Peter Cavanaugh

Forty years gone

It was the autumn of 1956. Barbara was a 14-year-old honor student, Girl Scout award winner and founding member of our St. Joseph’s Catholic Youth Organization in Syracuse when she carved five letters onto her lower left arm - E-L-V-I-S.

None of us boys were a bit surprised. Elvis was that cool.

The nuns were shocked and alarmed. It was further confirmation of what Father Shannon has assured them. Elvis Presley was “an occasion of sin.” Father would know. He heard Confessions. “Bless me, Father, for I have rocked.”

It was 40 years ago this week (Aug. 16, 1977) that Elvis died at the age of 42. Last year his estate earned an estimated $27 million dollars. It’s as though he never “left the building” at all.

When I first heard Heartbreak Hotel on the radio in February of 1956, I thought it was by Mahalia Jackson. Ms. Jackson was a black American gospel singer with a powerful contralto voice, not a skinny “hillbilly kid” of 21 - a dirt-poor truck driver originally from the backwater town of Tupelo, Mississippi, population 21,000.

Elvis and his family moved to Memphis when he turned 13. Sam Phillips, owner of Sun Records at 706 Union Avenue, always told friends if he could “find a white man who had the Negro sound and the Negro feel, (he) could make a billion dollars.” Sam sounded cynical at best, racist at worst. He was neither.

When Elvis Presley wandered into Sam’s little Sun Studio to record a song for his mother’s birthday, Phillips found his “white man.” Then a few more impoverished, unknown, wild, white Southern boys crossed the Sun doorway including Johnny Cash, Jerry Lee Lewis, Carl Perkins and Roy Orbison. Imagine.

When Eileen and I finally visited Sun Studio, I was amazed to see how tiny it was - not much bigger than a large family garage. We also spent time at Graceland, now located in a fairly sketchy part of Memphis. The tour ended at Elvis’s grave, where he quietly rests along with his parents and twin brother, Jesse Garon Presley, who was stillborn.

**GOALS**
A – Rewrite all of the entries with "athletic" swapped for "running" and nothing else altered, and omit the pictures.
B – Continue the piece about Elvis Presley from its final sentence.
The entries that follow are unrelated to the piece about Elvis Presley.

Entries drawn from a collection
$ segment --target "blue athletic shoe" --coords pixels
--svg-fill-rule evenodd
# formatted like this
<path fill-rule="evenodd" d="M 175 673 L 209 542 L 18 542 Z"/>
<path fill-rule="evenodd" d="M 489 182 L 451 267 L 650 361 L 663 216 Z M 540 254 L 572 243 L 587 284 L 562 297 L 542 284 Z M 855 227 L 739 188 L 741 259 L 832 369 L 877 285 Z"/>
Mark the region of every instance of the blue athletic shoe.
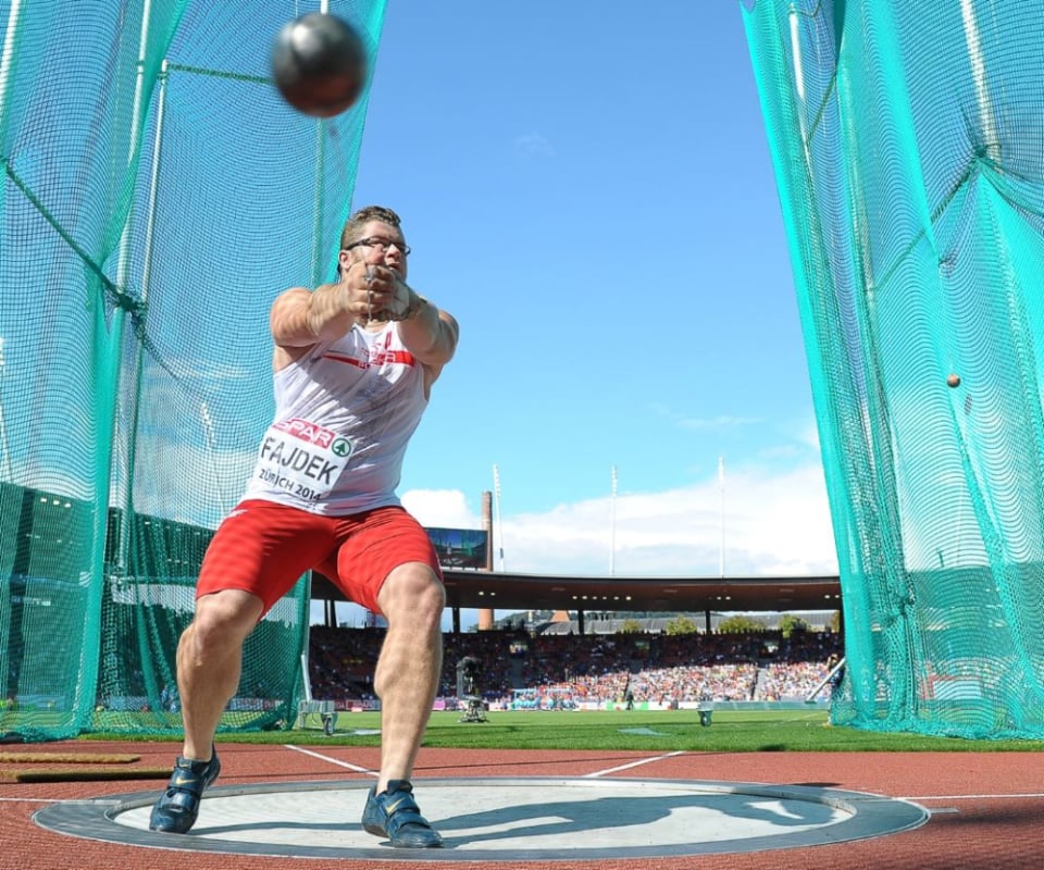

**OUTPUTS**
A –
$ segment --target "blue running shoe" --coords pixels
--svg-fill-rule evenodd
# formatted like this
<path fill-rule="evenodd" d="M 175 673 L 209 542 L 18 542 Z"/>
<path fill-rule="evenodd" d="M 489 182 L 451 267 L 650 361 L 663 216 Z M 540 254 L 572 243 L 587 284 L 562 297 L 542 284 Z M 855 227 L 739 188 L 741 259 L 832 369 L 877 285 Z"/>
Mark the region of every instance of the blue running shoe.

B –
We had finally seen Elvis in person on New Year’s Eve of 1975 along with 62,000 others at Pontiac, Michigan’s Silverdome Stadium, now 176 acres of rubble and ruin just north of Detroit on I-75.

It turned out to be the highest attendance number of his career, ushering in America’s Bicentennial Year with a 25 song set list, opening with the twelve bar classic, C.C. Ryder. His voice was magnificent, but there was a lot more Elvis by then.

He split his white jump suit pants right down the middle at the end of All Shook Up. But he wasn’t, casually strolling off stage and emerging a few minutes later freshly attired in gold. During the interim his band played on, horns wailing away like Judgment Day. It was seamless - unlike those pants.

I happened to be at the radio station when our red UPI Bulletin Light started flashing in the newsroom. It was an early Tuesday evening. Elvis dead? I quickly found a copy of That’s All Right in our WTAC library - the first song Elvis ever had played on the radio.

One of my favorite Elvis songs is the fairly obscure country ballad, Old Shep, recorded by the legendary Red Foley in 1935, the year Elvis was born. It offers a heart-rending close:

“If dog’s have a heaven, there’s one thing for sure ... Old Shep has a wonderful home.”

I like to think he does.

With Elvis - 40 years gone.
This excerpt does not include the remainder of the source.